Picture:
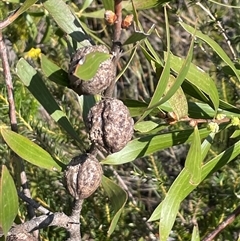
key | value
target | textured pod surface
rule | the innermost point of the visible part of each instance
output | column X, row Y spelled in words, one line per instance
column 105, row 75
column 110, row 125
column 83, row 176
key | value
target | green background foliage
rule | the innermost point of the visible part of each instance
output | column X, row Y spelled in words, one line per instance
column 177, row 68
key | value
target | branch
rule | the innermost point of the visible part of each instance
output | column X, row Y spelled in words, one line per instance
column 220, row 27
column 116, row 47
column 223, row 225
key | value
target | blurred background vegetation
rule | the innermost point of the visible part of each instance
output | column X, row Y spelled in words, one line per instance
column 147, row 179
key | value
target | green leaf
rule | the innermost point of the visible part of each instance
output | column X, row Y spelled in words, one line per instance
column 178, row 102
column 197, row 77
column 194, row 159
column 195, row 233
column 36, row 86
column 54, row 72
column 67, row 21
column 108, row 5
column 181, row 188
column 235, row 134
column 162, row 82
column 204, row 150
column 225, row 5
column 28, row 150
column 8, row 200
column 90, row 65
column 144, row 146
column 118, row 199
column 86, row 4
column 86, row 102
column 145, row 126
column 214, row 45
column 136, row 37
column 24, row 7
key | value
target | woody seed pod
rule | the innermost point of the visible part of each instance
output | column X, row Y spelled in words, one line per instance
column 105, row 74
column 110, row 125
column 83, row 176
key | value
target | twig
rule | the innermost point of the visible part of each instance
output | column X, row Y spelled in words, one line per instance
column 118, row 23
column 223, row 225
column 116, row 47
column 34, row 204
column 13, row 118
column 71, row 224
column 221, row 28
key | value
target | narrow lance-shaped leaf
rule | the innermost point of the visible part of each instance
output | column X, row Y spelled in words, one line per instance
column 53, row 71
column 8, row 200
column 198, row 78
column 143, row 146
column 36, row 86
column 181, row 188
column 214, row 45
column 67, row 21
column 194, row 158
column 183, row 179
column 24, row 7
column 28, row 150
column 88, row 66
column 162, row 82
column 118, row 199
column 195, row 233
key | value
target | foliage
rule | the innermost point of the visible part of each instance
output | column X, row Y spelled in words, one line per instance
column 180, row 81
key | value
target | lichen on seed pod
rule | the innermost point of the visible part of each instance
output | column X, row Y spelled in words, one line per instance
column 83, row 176
column 105, row 74
column 110, row 125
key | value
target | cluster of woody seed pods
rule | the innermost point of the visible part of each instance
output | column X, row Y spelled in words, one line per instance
column 109, row 124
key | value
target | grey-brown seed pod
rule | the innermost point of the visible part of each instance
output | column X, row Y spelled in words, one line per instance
column 105, row 75
column 110, row 125
column 83, row 176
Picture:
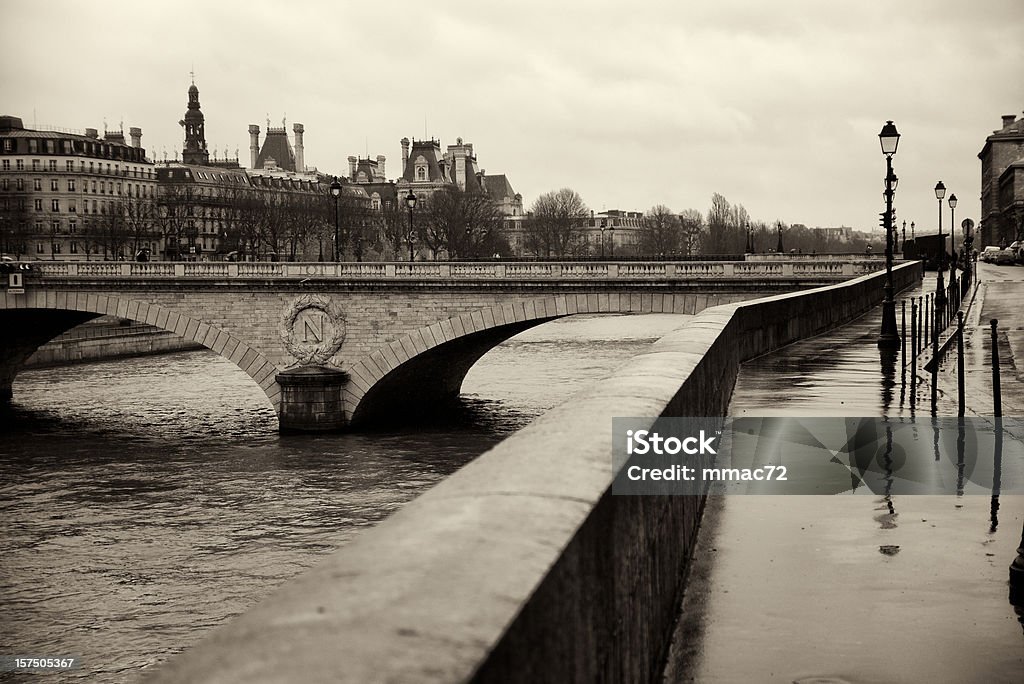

================================

Pictures are not part of the copy. Restate everything else in the listing word for word.

Picture:
key | value
target | textured pod surface
rule | the innermost point of the visible part of each instance
output | column X, row Y spelled in words, one line per instance
column 105, row 75
column 110, row 125
column 83, row 176
key | value
target | green background foliage
rule | the innermost point of the visible part of each instance
output | column X, row Y spelled in words, one line per instance
column 177, row 68
key | value
target | branch
rule | the innermost point of the visible part of each instance
output | column X, row Y spelled in words, one line per instance
column 220, row 27
column 116, row 47
column 223, row 225
key | value
target | blurred background vegetation
rule | the innermost point of the visible part of each instance
output | column X, row Y spelled in words, one line per instance
column 147, row 179
key | value
target | green leaf
rule | the innermost point of the visible part of each instance
output | column X, row Y spelled in words, one line per instance
column 178, row 102
column 197, row 77
column 194, row 159
column 195, row 233
column 36, row 86
column 54, row 72
column 67, row 21
column 108, row 5
column 181, row 188
column 235, row 134
column 162, row 82
column 204, row 150
column 225, row 5
column 28, row 150
column 8, row 200
column 90, row 65
column 144, row 146
column 118, row 199
column 86, row 4
column 86, row 102
column 145, row 126
column 214, row 45
column 136, row 37
column 24, row 7
key | value
target | woody seed pod
rule | the innermost point of the visible part of each instance
output | column X, row Y spelled in words, one line per instance
column 105, row 74
column 110, row 125
column 83, row 176
key | value
target | twig
rule | the innermost point of the visible part of each instance
output | column X, row Y spelled in words, one line per instance
column 118, row 23
column 223, row 225
column 116, row 47
column 34, row 204
column 13, row 118
column 71, row 224
column 221, row 28
key | value
target | narrow lance-shaped leaf
rule | the innermost point of the visible part of each instance
output | column X, row Y spelled in words, one line per instance
column 53, row 71
column 8, row 200
column 198, row 78
column 143, row 146
column 36, row 86
column 181, row 188
column 214, row 45
column 67, row 21
column 194, row 158
column 183, row 179
column 24, row 7
column 28, row 150
column 88, row 66
column 162, row 82
column 118, row 199
column 195, row 233
key | value
target | foliage
rule | the innermost point of the visible part of each instance
output | column X, row Y spelled in words, one line per instance
column 180, row 81
key | value
target | lichen on seed pod
rule | the innermost point of the visible part of each instance
output | column X, row Y spelled in words, one line per instance
column 83, row 176
column 105, row 74
column 110, row 125
key | value
target | cluster of woody seed pods
rule | the innermost point of the visible part of each instance
output | column X, row Y spelled in words, one line per instance
column 109, row 124
key | value
target | grey-brown seed pod
rule | the innermost point of the visible part of each instance
output | column X, row Y spelled in words, one line per instance
column 105, row 75
column 110, row 125
column 83, row 176
Picture:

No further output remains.